= Excerpt to read =
** Begin **

Getting Started with GEDI L1B Data in Python

This tutorial demonstrates how to work with the Geolocated Waveform (GEDI01_B.001) data product.

The Global Ecosystem Dynamics Investigation (GEDI) mission aims to characterize ecosystem structure and dynamics to enable radically improved quantification and understanding of the Earth's carbon cycle and biodiversity. The GEDI instrument produces high resolution laser ranging observations of the 3-dimensional structure of the Earth. GEDI is attached to the International Space Station and collects data globally between 51.6$^{o}$ N and 51.6$^{o}$ S latitudes at the highest resolution and densest sampling of any light detection and ranging (lidar) instrument in orbit to date. The Land Processes Distributed Active Archive Center (LP DAAC) distributes the GEDI Level 1 and Level 2 products. The L1B and L2 GEDI products are archived and distributed in the HDF-EOS5 file format.


Use Case Example:

This tutorial was developed using an example use case for a project being completed by the National Park Service. The goal of the project is to use GEDI L1B data to observe GEDI waveforms over Redwood National Park in northern California.

This tutorial will show how to use Python to open GEDI L1B files, visualize the full orbit of GEDI points (shots), subset to a region of interest, visualize GEDI full waveforms, and export subsets of GEDI science dataset (SDS) layers as GeoJSON files that can be loaded into GIS and/or Remote Sensing software programs.


Data Used in the Example:


Topics Covered:

  1. Get Started
    1.1 Import Packages
    1.2 Set Up the Working Environment and Retrieve Files
  2. Import and Interpret Data
    2.1 Open a GEDI HDF5 File and Read File Metadata
    2.2 Read SDS Metadata and Subset by Beam
  3. Visualize a GEDI Orbit
    3.1 Subset by Layer and Create a Geodataframe
    3.2 Visualize a Geodataframe
  4. Subset and Visualize Waveforms
    4.1 Import and Extract Waveforms
    4.2 Visualize Waveforms
  5. Quality Filtering
  6. Plot Profile Transects
    6.1 Subset Beam Transects
    6.2 Plot Waveform Transects
  7. Spatial Visualization
    7.1 Import, Subset, and Quality Filter All Beams
    7.2 Spatial Subsetting
    7.3 Visualize All Beams: Elevation
  8. Export Subsets as GeoJSON Files

Before Starting this Tutorial:

Setup and Dependencies

It is recommended to use Conda, an environment manager to set up a compatible Python environment. Download Conda for your OS here: https://www.anaconda.com/download/. Once you have Conda installed, Follow the instructions below to successfully setup a Python environment on Linux, MacOS, or Windows.

This Python Jupyter Notebook tutorial has been tested using Python version 3.7. Conda was used to create the python environment.

If you do not have jupyter notebook installed, you may need to run:

conda install jupyter notebook

Having trouble getting a compatible Python environment set up? Contact LP DAAC User Services at: https://lpdaac.usgs.gov/lpdaac-contact-us/

If you prefer to not install Conda, the same setup and dependencies can be achieved by using another package manager such as pip.


Example Data:

This tutorial uses the GEDI L1B observation from June 19, 2019 (orbit 02932). Use the link below to download the file directly from the LP DAAC Data Pool:

You will need to have the file above downloaded into the same directory as this Jupyter Notebook in order to successfully run the code below.

** End **

= Information given =
** Begin **

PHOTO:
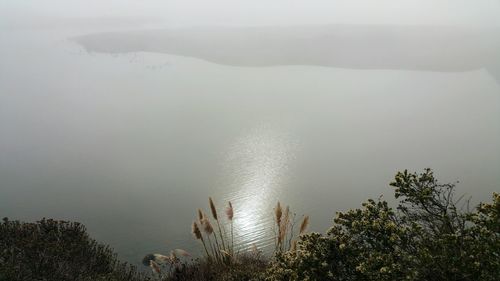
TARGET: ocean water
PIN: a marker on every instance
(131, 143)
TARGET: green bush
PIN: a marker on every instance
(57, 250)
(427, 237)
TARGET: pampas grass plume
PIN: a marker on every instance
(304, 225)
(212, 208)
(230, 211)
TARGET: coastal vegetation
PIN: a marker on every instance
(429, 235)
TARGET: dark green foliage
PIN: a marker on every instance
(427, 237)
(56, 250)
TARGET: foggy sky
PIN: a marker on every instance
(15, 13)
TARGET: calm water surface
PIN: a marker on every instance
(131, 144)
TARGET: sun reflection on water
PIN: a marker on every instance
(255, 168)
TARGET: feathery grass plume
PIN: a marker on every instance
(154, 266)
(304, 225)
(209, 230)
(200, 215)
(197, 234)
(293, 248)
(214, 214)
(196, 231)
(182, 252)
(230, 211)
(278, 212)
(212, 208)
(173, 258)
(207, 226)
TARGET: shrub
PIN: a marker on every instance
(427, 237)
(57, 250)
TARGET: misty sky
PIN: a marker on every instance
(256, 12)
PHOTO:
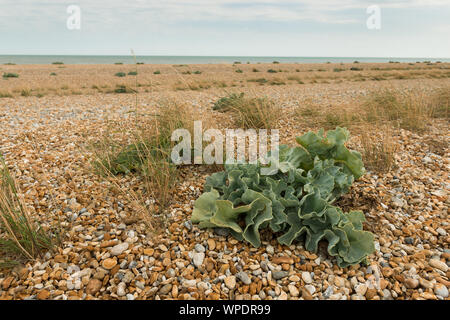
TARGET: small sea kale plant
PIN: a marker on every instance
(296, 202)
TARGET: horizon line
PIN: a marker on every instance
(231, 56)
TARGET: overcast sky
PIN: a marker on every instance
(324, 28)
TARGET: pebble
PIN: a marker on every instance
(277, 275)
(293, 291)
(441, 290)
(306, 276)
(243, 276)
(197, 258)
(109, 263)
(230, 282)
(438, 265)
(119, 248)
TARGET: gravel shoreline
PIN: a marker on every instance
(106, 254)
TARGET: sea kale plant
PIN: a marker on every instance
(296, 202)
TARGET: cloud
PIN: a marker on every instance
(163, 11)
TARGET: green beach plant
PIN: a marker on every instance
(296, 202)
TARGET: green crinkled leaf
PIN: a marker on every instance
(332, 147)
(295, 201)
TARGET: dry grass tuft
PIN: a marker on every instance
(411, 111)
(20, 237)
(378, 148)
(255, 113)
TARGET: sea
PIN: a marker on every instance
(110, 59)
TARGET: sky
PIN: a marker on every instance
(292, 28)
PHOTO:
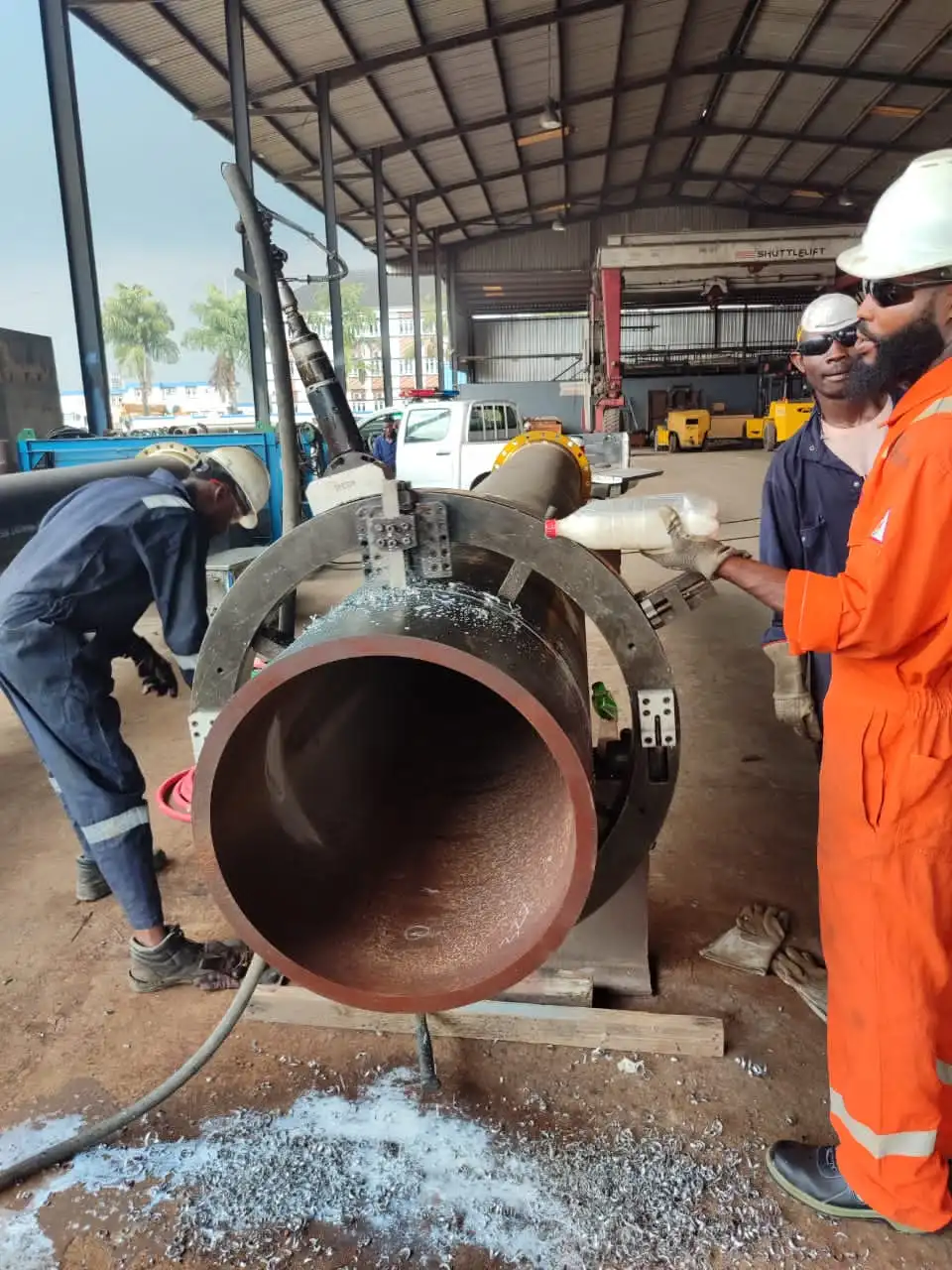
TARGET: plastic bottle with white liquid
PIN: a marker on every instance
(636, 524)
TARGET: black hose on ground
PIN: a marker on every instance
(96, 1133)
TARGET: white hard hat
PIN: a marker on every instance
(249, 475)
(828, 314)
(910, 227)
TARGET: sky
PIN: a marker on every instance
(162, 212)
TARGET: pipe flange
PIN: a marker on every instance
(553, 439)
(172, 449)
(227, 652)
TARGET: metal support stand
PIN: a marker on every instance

** End **

According to the GEDI tutorial, what is the GEDI instrument attached to? The records above are separate material, apart from the GEDI tutorial.

= Answer to the task =
The International Space Station.